Stored items from a collection:
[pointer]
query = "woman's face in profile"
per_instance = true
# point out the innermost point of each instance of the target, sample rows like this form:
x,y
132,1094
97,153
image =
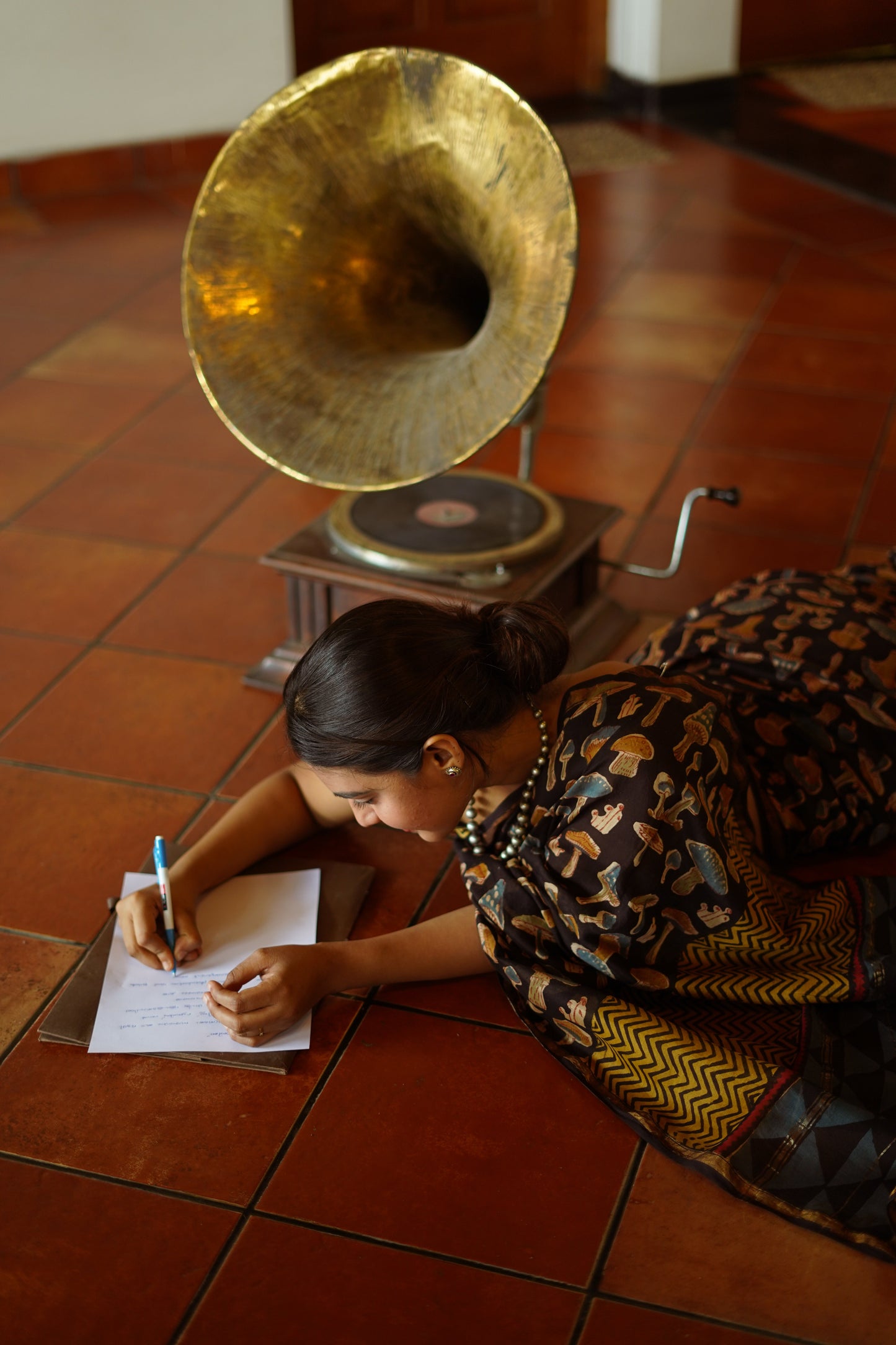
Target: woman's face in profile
x,y
429,803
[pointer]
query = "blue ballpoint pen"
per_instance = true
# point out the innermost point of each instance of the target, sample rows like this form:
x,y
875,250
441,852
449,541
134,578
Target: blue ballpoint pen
x,y
164,887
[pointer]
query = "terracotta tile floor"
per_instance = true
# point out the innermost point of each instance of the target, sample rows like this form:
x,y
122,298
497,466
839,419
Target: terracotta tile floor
x,y
425,1172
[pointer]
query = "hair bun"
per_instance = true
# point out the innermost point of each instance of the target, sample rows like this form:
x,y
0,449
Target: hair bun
x,y
528,642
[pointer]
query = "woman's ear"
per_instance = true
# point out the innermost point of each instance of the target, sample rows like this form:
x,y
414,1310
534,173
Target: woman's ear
x,y
442,751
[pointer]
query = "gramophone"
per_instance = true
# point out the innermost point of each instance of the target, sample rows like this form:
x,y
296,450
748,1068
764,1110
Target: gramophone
x,y
375,277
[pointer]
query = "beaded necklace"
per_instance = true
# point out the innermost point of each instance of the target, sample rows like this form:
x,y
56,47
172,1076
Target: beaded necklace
x,y
520,823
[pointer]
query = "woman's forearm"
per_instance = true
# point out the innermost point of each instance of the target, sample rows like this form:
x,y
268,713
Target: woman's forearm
x,y
268,818
434,950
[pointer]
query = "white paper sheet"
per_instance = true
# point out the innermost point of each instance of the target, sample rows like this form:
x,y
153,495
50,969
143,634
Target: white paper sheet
x,y
144,1011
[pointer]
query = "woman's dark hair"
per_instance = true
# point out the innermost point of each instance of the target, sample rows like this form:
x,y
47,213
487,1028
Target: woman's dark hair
x,y
386,676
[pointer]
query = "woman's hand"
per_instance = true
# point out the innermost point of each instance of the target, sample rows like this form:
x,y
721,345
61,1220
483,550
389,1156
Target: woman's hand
x,y
293,980
139,914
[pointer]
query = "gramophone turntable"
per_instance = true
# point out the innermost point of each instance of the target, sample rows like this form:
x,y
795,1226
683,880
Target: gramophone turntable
x,y
375,277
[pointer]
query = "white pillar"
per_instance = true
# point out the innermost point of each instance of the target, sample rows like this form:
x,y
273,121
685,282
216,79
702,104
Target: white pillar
x,y
661,42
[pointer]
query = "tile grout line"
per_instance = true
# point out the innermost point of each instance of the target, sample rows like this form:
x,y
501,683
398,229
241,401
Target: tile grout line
x,y
130,607
608,1239
45,938
871,479
192,1308
105,779
91,457
418,1251
656,233
449,1017
711,401
104,315
683,1315
168,1192
63,981
230,1242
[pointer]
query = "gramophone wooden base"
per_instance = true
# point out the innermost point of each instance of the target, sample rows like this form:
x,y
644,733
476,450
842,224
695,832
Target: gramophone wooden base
x,y
321,584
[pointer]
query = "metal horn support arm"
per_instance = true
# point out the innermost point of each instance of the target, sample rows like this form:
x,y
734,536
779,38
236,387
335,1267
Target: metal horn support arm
x,y
530,419
729,495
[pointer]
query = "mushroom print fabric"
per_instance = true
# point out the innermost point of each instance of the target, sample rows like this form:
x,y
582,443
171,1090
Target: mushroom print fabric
x,y
649,934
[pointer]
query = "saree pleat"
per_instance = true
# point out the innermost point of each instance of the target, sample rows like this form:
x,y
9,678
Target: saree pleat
x,y
648,931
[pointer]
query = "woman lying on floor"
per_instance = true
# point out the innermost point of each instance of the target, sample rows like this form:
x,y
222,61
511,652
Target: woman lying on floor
x,y
623,834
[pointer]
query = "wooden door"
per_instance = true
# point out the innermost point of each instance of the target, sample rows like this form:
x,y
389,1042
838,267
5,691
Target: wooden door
x,y
784,30
540,47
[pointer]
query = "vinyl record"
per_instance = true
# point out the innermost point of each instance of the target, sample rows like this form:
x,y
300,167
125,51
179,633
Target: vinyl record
x,y
463,521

_Your assignment_. Omit the pictures; print the records above exactly.

_Expected output_.
[pointer]
query = "woman's face in profile"
per_instance = true
# point out the innermost point of each instance of the target, sample rows like this form:
x,y
132,1094
97,153
image =
Target: woman's face in profile
x,y
429,803
[pointer]
query = "blue ballpoint pen"
per_instance = true
# point out the innermost point of each instance of the target, sample rows like this form:
x,y
875,250
441,852
449,541
134,578
Target: blue ballpoint pen
x,y
164,887
[pointer]
query = "terracotta tile floor"
per_instance = true
# point out the innermost point of each instance of the target, sample rows like this form:
x,y
122,298
497,466
839,419
Target: terracotta tile floor
x,y
425,1172
[pointer]
query = "hair bun"
per_instance = true
# point out the innermost point of each instance of the target, sample rows like this form:
x,y
0,449
Target: hair bun
x,y
528,642
[pointer]
query = "woman's ear"
per_instance = true
# point out the innermost point of each instance of the target, sample rows like this form:
x,y
414,1310
534,173
Target: woman's ear
x,y
442,751
[pointer]
query = "gramophone"
per_instance = true
# point out the innermost point of each instance of the target, sample rows like this form:
x,y
296,450
748,1068
764,1110
Target: gramophone
x,y
375,277
[pointer]
query = "beaded necklace"
per_instance = true
# point out the innermost point of each instance of the target, sample rows like this form:
x,y
56,47
172,1076
Target: beaded necklace
x,y
520,823
[pointer]
query = "woman's forearm"
per_instance = true
# point out the innermost point of each instance of the target, sample rows like this form:
x,y
268,713
Target: woman's forearm
x,y
268,818
434,950
[pointer]
query = "white paper sheet"
per_instance = true
# point out the innermost point of each instance of the target, sample rows like this form:
x,y
153,495
50,969
143,634
Target: white paper sheet
x,y
144,1011
[pointer]
query = "woman's dark hair"
per_instance = true
# point out the innermost point of each instance of the target, sample rows like this form:
x,y
47,213
487,1028
Target: woman's dark hair
x,y
386,676
[pointer]
query = "woman's hand"
per_instance = true
# point out the innermost point of each instance of the target, sample rows like this form:
x,y
721,345
61,1220
483,550
389,1156
Target: woman's hand
x,y
293,980
139,914
[pointer]
query = "gramophone turntable"
per_instance = true
# point out the innermost point of each instance of the target, sample rows like this form:
x,y
795,1226
683,880
Target: gramophone turntable
x,y
375,277
[pointer]
query = "white pillar"
per_instance = true
# point out the innermost point of each instance of the target, sample rows like this form:
x,y
273,121
685,282
216,79
702,104
Target: white pillar
x,y
661,42
[pointer]
query = "tile grout line"
per_instance = true
# point out the innermost point of each instance of the target, sample rows like this form:
x,y
501,683
398,229
241,401
Target: tile grout line
x,y
130,607
608,1239
45,938
871,479
192,1308
105,779
91,457
418,1251
656,233
449,1017
711,401
104,315
683,1315
168,1192
63,981
230,1242
[pointer]
query = "gramophone wooden base"
per_instance = true
# point out the innermost point of each instance of the target, sample rows like this form:
x,y
644,733
476,450
842,224
695,832
Target: gramophone wooden base
x,y
321,584
[pointer]
query = "metal horn support arm"
per_instance = true
# point out the innermost point of each instance of the target, sample rows like this form:
x,y
734,536
779,38
236,387
335,1267
Target: metal horn support arm
x,y
530,419
729,495
[pointer]
query = "mushroom print fabric"
per_instance = true
# point out the innermost point of each instance of the target, sample rows like this form:
x,y
582,443
171,1090
Target: mushroom print fabric
x,y
649,934
[pointer]
query = "saree pleat"
per_instance = true
# point out the innermost point of each instance of the target, sample rows like this form:
x,y
9,678
Target: saree pleat
x,y
648,931
[pointer]
query = "woman lying on floor"
per_instance = true
# point out the innermost point of each instance of the target, sample rows like this form:
x,y
222,61
511,652
Target: woman lying on floor
x,y
623,834
[pointer]
query = "wooden door"
per_instance = true
# point out the innermost point of each instance of the target, sample rows like this form:
x,y
389,1042
838,267
5,691
Target: wooden door
x,y
784,30
540,47
[pointer]
query = "vinyl record"
per_instance = true
# point out the innermost point of each instance of the target, sample rows like this form:
x,y
300,167
125,51
179,633
Target: vinyl record
x,y
463,521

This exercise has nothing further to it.